> What you should do
Repeat the stretch of the records from the very start through the line containing "[[34, 245]]", and leave the pictures out of your copy.

> Listing

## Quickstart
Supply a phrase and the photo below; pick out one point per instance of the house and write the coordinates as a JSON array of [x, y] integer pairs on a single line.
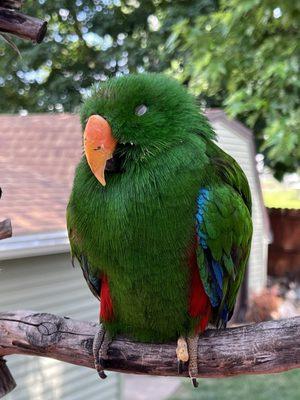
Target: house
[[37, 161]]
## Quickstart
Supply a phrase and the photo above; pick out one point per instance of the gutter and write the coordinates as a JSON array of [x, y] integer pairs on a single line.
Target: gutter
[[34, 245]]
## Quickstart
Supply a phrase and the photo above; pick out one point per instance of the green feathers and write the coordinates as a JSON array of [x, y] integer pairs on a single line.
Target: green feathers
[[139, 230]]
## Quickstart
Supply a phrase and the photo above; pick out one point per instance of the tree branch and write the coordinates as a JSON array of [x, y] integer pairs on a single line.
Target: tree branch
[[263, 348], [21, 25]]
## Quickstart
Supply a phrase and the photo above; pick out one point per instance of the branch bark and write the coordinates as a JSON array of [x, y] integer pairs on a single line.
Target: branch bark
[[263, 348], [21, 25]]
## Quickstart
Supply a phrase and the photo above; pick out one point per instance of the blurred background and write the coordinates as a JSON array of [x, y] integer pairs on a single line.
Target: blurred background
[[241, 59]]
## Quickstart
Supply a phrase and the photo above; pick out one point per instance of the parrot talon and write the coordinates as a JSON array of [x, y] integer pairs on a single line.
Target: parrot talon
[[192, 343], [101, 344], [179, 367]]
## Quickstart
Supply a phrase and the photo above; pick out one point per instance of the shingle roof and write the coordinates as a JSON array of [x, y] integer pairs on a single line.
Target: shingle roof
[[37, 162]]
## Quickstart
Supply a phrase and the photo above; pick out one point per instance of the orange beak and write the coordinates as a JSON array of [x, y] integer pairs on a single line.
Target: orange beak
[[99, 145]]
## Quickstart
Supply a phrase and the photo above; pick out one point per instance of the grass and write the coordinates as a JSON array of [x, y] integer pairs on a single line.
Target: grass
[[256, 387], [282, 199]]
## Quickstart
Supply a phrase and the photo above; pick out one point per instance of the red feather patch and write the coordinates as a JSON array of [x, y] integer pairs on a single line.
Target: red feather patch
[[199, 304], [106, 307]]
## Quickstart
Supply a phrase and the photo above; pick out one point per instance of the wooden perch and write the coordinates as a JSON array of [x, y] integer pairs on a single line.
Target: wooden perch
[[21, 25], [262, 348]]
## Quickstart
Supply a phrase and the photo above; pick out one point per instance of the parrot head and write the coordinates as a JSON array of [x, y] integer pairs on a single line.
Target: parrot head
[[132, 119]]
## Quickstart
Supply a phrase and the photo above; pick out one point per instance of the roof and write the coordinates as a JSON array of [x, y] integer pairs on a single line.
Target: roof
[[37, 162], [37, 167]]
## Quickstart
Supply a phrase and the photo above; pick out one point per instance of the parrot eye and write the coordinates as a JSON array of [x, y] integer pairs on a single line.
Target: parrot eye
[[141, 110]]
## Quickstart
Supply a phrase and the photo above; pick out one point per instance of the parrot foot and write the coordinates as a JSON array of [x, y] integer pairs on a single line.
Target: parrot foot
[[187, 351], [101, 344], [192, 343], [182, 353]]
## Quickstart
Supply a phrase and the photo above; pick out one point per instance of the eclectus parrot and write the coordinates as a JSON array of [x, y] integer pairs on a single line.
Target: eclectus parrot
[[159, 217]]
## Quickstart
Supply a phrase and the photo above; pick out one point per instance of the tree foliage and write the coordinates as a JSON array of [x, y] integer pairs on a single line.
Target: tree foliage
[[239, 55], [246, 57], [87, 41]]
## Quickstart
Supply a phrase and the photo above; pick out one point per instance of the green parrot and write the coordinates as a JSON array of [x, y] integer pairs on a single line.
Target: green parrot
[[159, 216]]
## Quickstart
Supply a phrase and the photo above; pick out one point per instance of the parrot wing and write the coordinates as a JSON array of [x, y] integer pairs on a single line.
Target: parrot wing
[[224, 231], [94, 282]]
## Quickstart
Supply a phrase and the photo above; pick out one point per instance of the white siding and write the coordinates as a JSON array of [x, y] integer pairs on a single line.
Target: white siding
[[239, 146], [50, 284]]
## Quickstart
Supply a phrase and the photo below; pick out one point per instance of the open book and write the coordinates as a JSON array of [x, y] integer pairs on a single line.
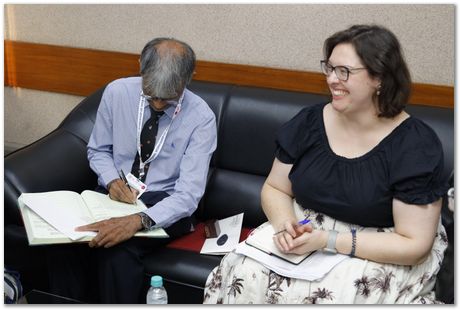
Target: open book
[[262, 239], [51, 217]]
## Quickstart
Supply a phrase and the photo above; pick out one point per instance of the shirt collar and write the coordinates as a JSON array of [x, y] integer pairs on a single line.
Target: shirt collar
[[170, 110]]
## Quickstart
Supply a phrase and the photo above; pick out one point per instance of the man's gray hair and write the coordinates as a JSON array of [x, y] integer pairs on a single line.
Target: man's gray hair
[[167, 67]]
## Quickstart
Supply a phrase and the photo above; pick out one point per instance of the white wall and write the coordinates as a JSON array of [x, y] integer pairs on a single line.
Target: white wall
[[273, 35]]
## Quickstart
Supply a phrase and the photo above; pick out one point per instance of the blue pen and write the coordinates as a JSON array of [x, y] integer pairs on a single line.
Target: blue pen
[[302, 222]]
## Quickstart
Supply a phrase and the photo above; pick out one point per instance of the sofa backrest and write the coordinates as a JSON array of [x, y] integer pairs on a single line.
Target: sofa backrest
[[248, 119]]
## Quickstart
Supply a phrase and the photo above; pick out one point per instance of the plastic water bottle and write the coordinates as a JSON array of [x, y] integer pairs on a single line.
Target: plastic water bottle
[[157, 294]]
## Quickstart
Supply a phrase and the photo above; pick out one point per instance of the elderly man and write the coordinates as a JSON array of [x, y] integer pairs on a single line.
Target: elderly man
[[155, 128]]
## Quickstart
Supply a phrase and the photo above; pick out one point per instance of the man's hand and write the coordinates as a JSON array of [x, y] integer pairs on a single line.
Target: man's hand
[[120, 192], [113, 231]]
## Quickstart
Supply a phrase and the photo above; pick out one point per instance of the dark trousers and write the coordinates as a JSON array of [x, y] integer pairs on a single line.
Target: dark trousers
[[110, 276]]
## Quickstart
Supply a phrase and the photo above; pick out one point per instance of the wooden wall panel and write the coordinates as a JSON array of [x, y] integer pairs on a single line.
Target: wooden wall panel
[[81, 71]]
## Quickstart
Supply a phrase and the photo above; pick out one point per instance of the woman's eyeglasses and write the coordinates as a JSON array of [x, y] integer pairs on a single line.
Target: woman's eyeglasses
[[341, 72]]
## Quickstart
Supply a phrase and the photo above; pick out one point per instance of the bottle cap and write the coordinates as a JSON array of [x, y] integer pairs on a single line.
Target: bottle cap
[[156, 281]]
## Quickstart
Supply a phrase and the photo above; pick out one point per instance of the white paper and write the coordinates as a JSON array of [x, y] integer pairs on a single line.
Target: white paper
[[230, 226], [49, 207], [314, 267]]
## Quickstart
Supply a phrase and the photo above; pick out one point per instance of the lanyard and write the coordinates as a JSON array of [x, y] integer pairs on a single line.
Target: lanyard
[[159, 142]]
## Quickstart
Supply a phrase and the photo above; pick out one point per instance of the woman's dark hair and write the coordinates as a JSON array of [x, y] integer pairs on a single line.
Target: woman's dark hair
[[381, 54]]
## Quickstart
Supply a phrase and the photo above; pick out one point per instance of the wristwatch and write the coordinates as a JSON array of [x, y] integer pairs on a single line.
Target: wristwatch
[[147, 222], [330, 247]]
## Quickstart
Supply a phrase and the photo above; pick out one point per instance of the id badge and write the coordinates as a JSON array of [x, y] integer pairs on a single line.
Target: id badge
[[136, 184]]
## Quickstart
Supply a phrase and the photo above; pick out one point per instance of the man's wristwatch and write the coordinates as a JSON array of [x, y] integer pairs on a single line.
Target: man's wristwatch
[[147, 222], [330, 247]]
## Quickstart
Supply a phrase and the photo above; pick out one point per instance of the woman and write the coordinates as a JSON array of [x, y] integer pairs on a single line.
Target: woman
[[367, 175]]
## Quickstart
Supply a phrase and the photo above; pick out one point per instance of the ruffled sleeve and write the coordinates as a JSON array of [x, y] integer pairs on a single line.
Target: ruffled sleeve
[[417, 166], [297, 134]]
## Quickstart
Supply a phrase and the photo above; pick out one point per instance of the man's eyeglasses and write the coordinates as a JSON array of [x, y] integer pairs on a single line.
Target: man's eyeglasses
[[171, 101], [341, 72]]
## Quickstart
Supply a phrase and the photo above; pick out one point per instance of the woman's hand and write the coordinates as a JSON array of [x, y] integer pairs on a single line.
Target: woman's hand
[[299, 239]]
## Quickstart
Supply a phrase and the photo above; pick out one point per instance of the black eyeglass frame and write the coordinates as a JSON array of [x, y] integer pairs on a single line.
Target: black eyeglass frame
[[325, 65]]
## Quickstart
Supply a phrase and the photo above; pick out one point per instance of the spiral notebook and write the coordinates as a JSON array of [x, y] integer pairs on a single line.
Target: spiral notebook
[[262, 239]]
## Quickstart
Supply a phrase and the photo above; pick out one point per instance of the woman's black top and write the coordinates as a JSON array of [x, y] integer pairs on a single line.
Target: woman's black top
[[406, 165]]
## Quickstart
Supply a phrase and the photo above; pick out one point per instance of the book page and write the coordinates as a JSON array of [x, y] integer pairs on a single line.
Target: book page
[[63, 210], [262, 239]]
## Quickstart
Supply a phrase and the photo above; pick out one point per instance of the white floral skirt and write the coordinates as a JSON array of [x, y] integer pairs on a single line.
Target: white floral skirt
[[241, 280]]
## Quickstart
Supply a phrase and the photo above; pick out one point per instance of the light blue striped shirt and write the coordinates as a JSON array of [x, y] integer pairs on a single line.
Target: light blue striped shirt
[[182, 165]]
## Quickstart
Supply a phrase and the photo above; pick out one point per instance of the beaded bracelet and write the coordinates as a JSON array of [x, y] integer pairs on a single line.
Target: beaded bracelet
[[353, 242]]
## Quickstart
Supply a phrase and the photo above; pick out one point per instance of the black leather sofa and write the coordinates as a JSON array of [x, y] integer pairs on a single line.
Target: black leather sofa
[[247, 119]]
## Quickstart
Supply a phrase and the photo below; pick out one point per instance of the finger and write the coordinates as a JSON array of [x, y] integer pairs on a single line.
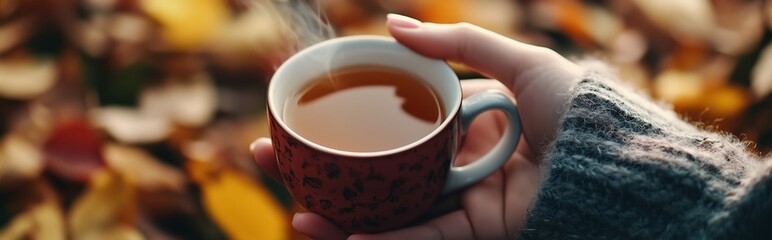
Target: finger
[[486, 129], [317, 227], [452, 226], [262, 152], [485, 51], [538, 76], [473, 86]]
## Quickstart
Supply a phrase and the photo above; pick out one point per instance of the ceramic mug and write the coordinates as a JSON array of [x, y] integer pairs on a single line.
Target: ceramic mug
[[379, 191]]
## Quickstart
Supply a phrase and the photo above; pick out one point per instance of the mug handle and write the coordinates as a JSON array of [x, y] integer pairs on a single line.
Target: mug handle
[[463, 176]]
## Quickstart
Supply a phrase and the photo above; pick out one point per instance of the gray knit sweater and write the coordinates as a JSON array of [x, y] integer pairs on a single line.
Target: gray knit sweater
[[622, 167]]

> Solution for this exercise
## Quickstart
Supply a phrase and the photo below; pick out one point per instance of the house and write the coordinates as a JSON array of [x, y] integer pairs on a single line.
Target: house
[[37, 161]]
## Quickstart
Supply a phrase and the photo above; pick out one point per instance of the gutter and write the coordinates as a JSON array of [x, y] integer pairs on a single line.
Target: gutter
[[34, 245]]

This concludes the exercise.